The Bed Is In the Ocean

You can tell these guys are testing the waters
here. They're working with their phrasing and their more airy
sound. There is plenty of guitar noodling and kind of similar
pacing throughout. They're also working out their lyrics and
going to a more poetic, talky approach that fits their music
well. I don't know enough about actual music to really know
what the deal is, but there is a little too much similarity
going on through the album. Maybe the stuff is in the same key
or time signature or something, but the hegemony makes the songs
blend into one another a little too much. Whatever the case,
this is the album that kind of got caught in the ugly stage
of transition. |
In Place of Real Insight
Amazon
You can feel the vibe right off the bat on
this album. The forward, verging on (gulp) emo vocals, backed
by a an increasingly jazzy undertone that starts and stops and
swells and retreats and goes off in directions that straight
forward indie rock would never dream to explore bring you into
the soft pillow that is the true burgeoning of Karate's sound.
They do veer into some more traditional emo rock areas at times,
most of which will be obliterated a couple albums down the line,
but you can't create a new genre over night. They swing wildly
between faster, more abrasive stuff and slower, plodding down
tempo stuff, but overall, it's a step in the right direction. |
Karate

You dudes ready for some jazz-fusion? Do
you love the bass? The debut from these Massholes has it all
(including a reference to Walden Pond). Taking what feels like
some tentative baby steps towards what they will eventually
become, they elicit some serious fIREHOSE
leanings mixed with some more typical indie rock mid-tempo bedroom
head-nodding. They certainly are a band just trying to find
their stride on this one, and while it's certainly a unique
sound, they don't quite have that competent swagger that they
gain on later albums. |
Pockets

Two albums removed from their coming out
party as a jazz band, these guys have brought in the drama.

- [Supplied material]:
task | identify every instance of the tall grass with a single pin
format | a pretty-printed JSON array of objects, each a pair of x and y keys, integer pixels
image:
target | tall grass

- [Problems]:
• 1. Please decide whether each statement below agrees with the Karate album reviews above. Answer yes or no for each, and quote the deciding words of the reviews.
(a) The review of The Bed Is In the Ocean says the songs blend into one another too much.
(b) The band's debut includes a reference to Walden Pond.
(c) The review of In Place of Real Insight says the band never veers into traditional emo rock areas.
• 2. Copy the Karate album reviews from "You dudes ready" up to and including "in the drama.".

- [The solutions]:
• 1.
(a) Yes: "the hegemony makes the songs blend into one another a little too much"
(b) Yes: "(including a reference to Walden Pond)"
(c) No: "They do veer into some more traditional emo rock areas at times"

• 2.
You dudes ready for some jazz-fusion? Do
you love the bass? The debut from these Massholes has it all
(including a reference to Walden Pond). Taking what feels like
some tentative baby steps towards what they will eventually
become, they elicit some serious fIREHOSE
leanings mixed with some more typical indie rock mid-tempo bedroom
head-nodding. They certainly are a band just trying to find
their stride on this one, and while it's certainly a unique
sound, they don't quite have that competent swagger that they
gain on later albums. |
Pockets

Two albums removed from their coming out
party as a jazz band, these guys have brought in the drama.